• **EXERCISE DETAILS**
Return the lines below verbatim, leaving out the picture.
⁂
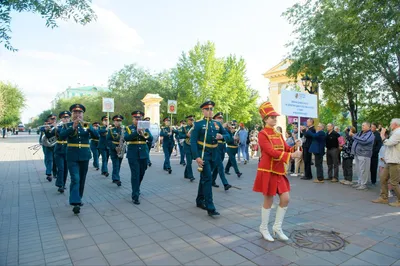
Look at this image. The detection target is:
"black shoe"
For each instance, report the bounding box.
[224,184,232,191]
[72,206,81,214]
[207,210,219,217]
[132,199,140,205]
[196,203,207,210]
⁂
• **FINISHED EXERCISE**
Look at this image. The detection target is:
"black shoe"
For each instance, report the bounding box.
[224,184,232,191]
[72,206,81,214]
[207,210,219,217]
[132,199,140,205]
[196,203,207,210]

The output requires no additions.